Tasks and exercises:
1. Print the portion of the news article on quitting smoking during COVID-19 that starts with "He says there" and goes on through "smoke than women.".
2. Answer these questions using the news article on quitting smoking during COVID-19:
(a) What position does Rob Cunningham hold with the Canadian Cancer Society?
(b) According to the study in China, how many times more likely than non-smokers were smokers with COVID-19 to develop pneumonia?
(c) With which organization is Jennifer Callaghan?

Text section:
-----

VANCOUVER (NEWS 1130) – It’s never too late to quit smoking, and that includes in this time of crisis. Butting out is becoming a bigger priority for those worried about the risk of contracting COVID-19.
Given how COVID-19 attacks the respiratory system, calls from people who are worried and asking questions about quitting are up, says Rob Cunningham, Senior Policy Advisor with the Canadian Cancer Society.
“Smoking has a negative effect on the lungs, the respiratory system, and COVID-19 affects the lungs. And smoking can inflame the lungs, it can suppress and harm immune functions,” Cunningham explains. “There’s one study in China that found that among those with COVID-19, smokers were 14 times more likely than non-smokers to develop pneumonia.”
He says there have also been reports in China and Italy that show men were more likely to die from COVID-19 than women, and in those countries, men were more likely to smoke than women.
“We’ve had many authoritative health bodies urge people to quite smoking and vaping in the context of COVID-19, including the FDA and including the, in the U.S., the National Institute on Drug abuse,” Cunningham says, adding there are a number of reasons to quit smoking – even outside of the pandemic.
He’s also urging people to give up vaping, saying there is evidence, albeit it less clear on this topic, to suggest similar harms of using vaping products.
Experts say anything that impacts your lungs, including cannabis, could increase your risks, and sharing vape pens, cigarettes, or joints puts you at risk of COVID-19 transmission.
Apart from the health benefits of quitting smoking, Cunningham says kicking the habit can also save smokers some money, especially at a time of financial uncertainty for many Canadians due to the coronavirus pandemic. He notes you will see improvements in your well being within hours, days, and weeks of butting out.
Jennifer Callaghan with the B.C. Lung Association says it’s understandable that quitting might be easier said than done, especially during such a high-stress time. Even if you do still smoke, or have been for a long time, there’s never a bad time to think about stopping.

-----

(Records excerpted from a collection)
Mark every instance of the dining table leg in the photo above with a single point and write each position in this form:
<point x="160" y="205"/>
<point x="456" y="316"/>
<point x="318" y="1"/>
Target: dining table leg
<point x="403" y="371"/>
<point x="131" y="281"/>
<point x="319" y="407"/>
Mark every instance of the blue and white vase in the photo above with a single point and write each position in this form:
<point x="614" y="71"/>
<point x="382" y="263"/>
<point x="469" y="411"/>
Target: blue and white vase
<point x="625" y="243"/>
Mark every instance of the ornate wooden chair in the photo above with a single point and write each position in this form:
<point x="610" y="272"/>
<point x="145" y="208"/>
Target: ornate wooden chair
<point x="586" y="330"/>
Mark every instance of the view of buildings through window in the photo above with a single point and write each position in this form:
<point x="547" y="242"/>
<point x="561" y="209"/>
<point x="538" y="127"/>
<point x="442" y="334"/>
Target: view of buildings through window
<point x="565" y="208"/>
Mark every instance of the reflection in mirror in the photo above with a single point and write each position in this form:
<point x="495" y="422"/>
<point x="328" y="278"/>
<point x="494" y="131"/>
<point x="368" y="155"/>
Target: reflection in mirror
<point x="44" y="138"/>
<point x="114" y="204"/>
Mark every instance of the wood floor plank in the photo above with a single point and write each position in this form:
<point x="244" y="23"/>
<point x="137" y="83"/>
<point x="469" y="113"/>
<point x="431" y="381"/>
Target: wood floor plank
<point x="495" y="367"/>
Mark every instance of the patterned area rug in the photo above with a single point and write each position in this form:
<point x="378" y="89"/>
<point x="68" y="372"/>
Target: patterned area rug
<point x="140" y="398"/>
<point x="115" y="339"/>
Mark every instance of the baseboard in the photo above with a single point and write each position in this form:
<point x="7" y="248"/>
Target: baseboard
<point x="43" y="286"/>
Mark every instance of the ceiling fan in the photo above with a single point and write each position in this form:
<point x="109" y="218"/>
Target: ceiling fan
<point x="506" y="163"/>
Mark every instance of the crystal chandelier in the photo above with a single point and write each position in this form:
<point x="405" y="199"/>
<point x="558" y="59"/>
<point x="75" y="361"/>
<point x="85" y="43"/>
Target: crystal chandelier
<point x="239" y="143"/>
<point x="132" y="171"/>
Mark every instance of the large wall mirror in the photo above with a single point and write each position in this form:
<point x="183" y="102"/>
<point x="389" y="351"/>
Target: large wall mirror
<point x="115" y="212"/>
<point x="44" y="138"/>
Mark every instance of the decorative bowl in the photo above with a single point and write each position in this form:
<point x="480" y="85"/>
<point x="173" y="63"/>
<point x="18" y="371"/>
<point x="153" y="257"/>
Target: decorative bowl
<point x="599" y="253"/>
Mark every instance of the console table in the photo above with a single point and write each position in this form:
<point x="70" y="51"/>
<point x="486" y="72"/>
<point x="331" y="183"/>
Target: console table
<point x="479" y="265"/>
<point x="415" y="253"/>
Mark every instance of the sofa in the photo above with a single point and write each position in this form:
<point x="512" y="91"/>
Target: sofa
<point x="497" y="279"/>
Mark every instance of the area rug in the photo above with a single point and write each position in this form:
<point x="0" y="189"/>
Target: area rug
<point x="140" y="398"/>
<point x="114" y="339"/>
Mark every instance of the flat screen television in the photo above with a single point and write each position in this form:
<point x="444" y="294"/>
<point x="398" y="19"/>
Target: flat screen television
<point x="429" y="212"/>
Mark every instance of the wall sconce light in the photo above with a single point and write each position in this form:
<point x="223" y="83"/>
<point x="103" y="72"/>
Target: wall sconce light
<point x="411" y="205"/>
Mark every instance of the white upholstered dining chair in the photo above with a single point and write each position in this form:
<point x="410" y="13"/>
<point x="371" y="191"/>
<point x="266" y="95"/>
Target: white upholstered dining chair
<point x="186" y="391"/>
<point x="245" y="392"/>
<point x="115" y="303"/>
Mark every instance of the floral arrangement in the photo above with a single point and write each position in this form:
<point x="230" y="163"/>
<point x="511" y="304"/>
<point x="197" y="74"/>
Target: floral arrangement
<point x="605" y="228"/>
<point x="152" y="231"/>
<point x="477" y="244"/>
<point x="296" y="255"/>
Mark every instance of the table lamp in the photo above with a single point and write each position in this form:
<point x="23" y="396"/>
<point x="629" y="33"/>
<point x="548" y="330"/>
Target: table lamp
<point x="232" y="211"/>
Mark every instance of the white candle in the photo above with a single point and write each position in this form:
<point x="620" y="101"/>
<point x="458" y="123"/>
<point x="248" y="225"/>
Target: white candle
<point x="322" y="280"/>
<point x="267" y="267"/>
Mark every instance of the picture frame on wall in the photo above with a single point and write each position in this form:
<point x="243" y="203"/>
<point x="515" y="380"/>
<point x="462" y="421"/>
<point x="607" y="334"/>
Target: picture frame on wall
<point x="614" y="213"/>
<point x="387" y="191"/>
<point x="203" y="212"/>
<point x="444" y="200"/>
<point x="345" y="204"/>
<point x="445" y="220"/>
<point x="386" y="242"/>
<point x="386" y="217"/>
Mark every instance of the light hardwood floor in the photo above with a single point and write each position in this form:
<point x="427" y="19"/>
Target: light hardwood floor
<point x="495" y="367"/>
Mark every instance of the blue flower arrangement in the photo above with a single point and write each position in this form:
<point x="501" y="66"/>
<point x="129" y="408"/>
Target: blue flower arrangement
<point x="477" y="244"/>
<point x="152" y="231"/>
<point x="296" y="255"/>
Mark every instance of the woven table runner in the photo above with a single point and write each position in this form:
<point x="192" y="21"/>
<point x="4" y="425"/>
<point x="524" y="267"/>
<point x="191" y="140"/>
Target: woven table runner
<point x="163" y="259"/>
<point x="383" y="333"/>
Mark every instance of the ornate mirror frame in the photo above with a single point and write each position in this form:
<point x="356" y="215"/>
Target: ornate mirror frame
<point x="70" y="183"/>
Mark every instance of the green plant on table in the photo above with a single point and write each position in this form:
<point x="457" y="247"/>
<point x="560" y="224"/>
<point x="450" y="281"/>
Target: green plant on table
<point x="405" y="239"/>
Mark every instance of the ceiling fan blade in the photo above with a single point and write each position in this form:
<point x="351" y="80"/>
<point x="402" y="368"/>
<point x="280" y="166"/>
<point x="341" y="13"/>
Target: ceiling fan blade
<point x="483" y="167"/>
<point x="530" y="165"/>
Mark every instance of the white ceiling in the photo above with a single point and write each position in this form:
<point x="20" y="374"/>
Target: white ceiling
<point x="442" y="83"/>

-----

Exercise results:
1.
He says there have also been reports in China and Italy that show men were more likely to die from COVID-19 than women, and in those countries, men were more likely to smoke than women.

2.
(a) Senior Policy Advisor
(b) 14 times
(c) The B.C. Lung Association